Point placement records
— start —

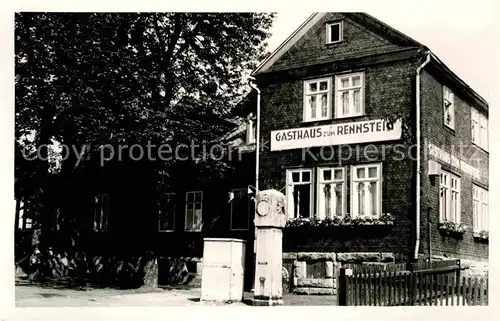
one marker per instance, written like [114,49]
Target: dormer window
[334,32]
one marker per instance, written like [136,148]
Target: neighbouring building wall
[436,133]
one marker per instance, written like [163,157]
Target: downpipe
[251,83]
[419,172]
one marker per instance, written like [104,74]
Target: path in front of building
[35,296]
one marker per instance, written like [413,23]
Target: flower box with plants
[482,235]
[453,229]
[312,228]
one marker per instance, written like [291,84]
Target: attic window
[334,32]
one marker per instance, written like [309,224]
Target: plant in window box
[452,228]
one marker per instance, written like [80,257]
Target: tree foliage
[106,78]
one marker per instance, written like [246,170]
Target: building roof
[375,25]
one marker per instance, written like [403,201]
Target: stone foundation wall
[316,272]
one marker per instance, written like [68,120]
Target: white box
[223,269]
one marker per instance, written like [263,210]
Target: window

— end —

Exercise.
Add 139 to every answer coordinate from the line containing "one marker per instance, written like [413,23]" through the end of the material, and write out every line in that span in full.

Answer to the task.
one marker per instance, written like [413,23]
Target: flower box with plants
[621,374]
[592,368]
[451,367]
one marker per instance, written like [291,84]
Target: attic window
[473,171]
one marker per instance, written like [309,224]
Target: plant in window box
[591,367]
one marker per instance, written like [80,257]
Target: tree foliage
[245,217]
one marker per instance, written like [246,170]
Target: building roof
[514,164]
one marker per instance, written like [403,201]
Target: stone foundation wall
[455,411]
one marker per instance, written like [68,120]
Target: white box
[362,408]
one marker per instance, written like [263,210]
Target: window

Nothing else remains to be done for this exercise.